#### Extrait à lire:
Une conspiration complexe[1]

Les derniers mois de Ramsès III se révèlent sombres et ternis par une grande conspiration touchant de nombreux dignitaires parmi les plus puissants et influents du pays. L’affaire demeure complexe et difficile à démêler et les subtilités des textes égyptiens n’autorisent pas une interprétation définitive de cet événement qui marquera les premiers mois du règne de Ramsès IV.

 

Les sources[2]

Plusieurs textes égyptiens abordent cette conspiration dite du Harem ; nous reviendrons plus loin sur cette appellation. Le papyrus judiciaire de Turin constitue le principal document. Il manque la première page du papyrus contenant sans aucun doute de précieuses informations. Il est rédigé en hiératique, l’écriture quotidienne des scribes et de l’administration. La finalité exacte du papyrus n’est pas connue. Était-il affiché publiquement à Médinet Habou ? Éventualité possible mais impossible à confirmer. De même qualité, pour son écriture soignée et la taille des « lettres », le papyrus Harris I se compare à une chronique du règne de Ramsès III, une sorte de res gestae. Comme le note Vernus, le papyrus Harris I se veut un document sacré, avec l’insertion de signes hiéroglyphiques, écriture sacrée par définition. Le papyrus Rifaud F est un document méconnu et d’interprétation difficile (dixit Yan Koenig[3]). Il s’apparente aux grands papyrus judiciaires de la XXe dynastie. Malheureusement fragmentaire et dégradé, il manque de larges sections du texte, empêchant une compréhension générale du document. Il ne date pas de Ramsès III mais sans doute de Ramsès IV[4].

Le papyrus de Varzy daterait de la XXe dynastie et peut-être du règne de Ramsès III. Ce papyrus se résume à quatre lignes. Longtemps, il était désigné comme ayant une référence à la conspiration du harem, mais les récentes études le classent désormais dans la catégorie « papyrus judiciaire »[5]. Les papyrus Lee et Rollin constituent un unique document.

#### Données enregistrées:

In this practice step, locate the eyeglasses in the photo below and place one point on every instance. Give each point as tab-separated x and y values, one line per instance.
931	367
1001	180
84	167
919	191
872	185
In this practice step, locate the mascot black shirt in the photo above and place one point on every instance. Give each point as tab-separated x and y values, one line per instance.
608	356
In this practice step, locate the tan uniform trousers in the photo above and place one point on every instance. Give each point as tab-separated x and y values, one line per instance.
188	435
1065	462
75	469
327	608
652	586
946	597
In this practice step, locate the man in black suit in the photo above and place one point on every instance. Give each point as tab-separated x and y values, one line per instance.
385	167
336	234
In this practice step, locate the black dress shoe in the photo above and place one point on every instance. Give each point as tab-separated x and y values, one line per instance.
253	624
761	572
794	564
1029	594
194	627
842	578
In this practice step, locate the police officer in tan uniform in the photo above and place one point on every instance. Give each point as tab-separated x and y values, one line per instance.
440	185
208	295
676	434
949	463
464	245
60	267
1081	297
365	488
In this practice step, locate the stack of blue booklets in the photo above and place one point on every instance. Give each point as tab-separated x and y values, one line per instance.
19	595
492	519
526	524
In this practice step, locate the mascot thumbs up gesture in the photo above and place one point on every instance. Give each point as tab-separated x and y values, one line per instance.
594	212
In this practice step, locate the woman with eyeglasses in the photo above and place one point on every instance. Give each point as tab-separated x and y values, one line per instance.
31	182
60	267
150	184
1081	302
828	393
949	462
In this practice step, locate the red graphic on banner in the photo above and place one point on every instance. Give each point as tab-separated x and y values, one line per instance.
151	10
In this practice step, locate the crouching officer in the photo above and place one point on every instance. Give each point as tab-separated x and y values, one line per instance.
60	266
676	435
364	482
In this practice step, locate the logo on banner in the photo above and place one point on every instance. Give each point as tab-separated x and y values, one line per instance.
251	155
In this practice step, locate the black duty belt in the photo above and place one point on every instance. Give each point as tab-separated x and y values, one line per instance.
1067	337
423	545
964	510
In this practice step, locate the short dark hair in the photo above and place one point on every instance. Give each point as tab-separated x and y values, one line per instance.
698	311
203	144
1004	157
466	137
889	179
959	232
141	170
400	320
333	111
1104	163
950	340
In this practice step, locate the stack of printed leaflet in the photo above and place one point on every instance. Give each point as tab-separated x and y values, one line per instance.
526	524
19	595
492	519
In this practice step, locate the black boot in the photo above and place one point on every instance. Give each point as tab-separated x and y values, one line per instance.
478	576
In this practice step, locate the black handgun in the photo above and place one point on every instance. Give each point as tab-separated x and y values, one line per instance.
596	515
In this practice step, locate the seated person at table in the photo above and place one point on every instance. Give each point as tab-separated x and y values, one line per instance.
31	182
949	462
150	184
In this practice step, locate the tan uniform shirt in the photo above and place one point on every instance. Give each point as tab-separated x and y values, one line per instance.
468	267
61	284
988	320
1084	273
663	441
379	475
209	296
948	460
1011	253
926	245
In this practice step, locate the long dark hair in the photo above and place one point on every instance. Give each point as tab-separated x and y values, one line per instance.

#### À faire:
a: Pour chaque affirmation, indiquez par oui ou par non si elle concorde avec l'extrait sur la conspiration sous Ramsès III, et citez mot pour mot les termes de l'extrait qui permettent de trancher. (i) Le papyrus judiciaire de Turin est écrit en hiératique. (ii) Le papyrus Rifaud F remonte au règne de Ramsès III. (iii) Le papyrus de Varzy tient en quatre lignes.
b: Recopiez le passage de l'extrait sur la conspiration sous Ramsès III qui commence par « Le papyrus de » et se poursuit jusqu'à « un unique document. ».
Les entrées n'ont aucun rapport avec l'extrait.

#### Corrigé:
a:
(i) Oui : « Il est rédigé en hiératique ».
(ii) Non : « Il ne date pas de Ramsès III mais sans doute de Ramsès IV ».
(iii) Oui : « Ce papyrus se résume à quatre lignes ».

b:
Le papyrus de Varzy daterait de la XXe dynastie et peut-être du règne de Ramsès III. Ce papyrus se résume à quatre lignes. Longtemps, il était désigné comme ayant une référence à la conspiration du harem, mais les récentes études le classent désormais dans la catégorie « papyrus judiciaire »[5]. Les papyrus Lee et Rollin constituent un unique document.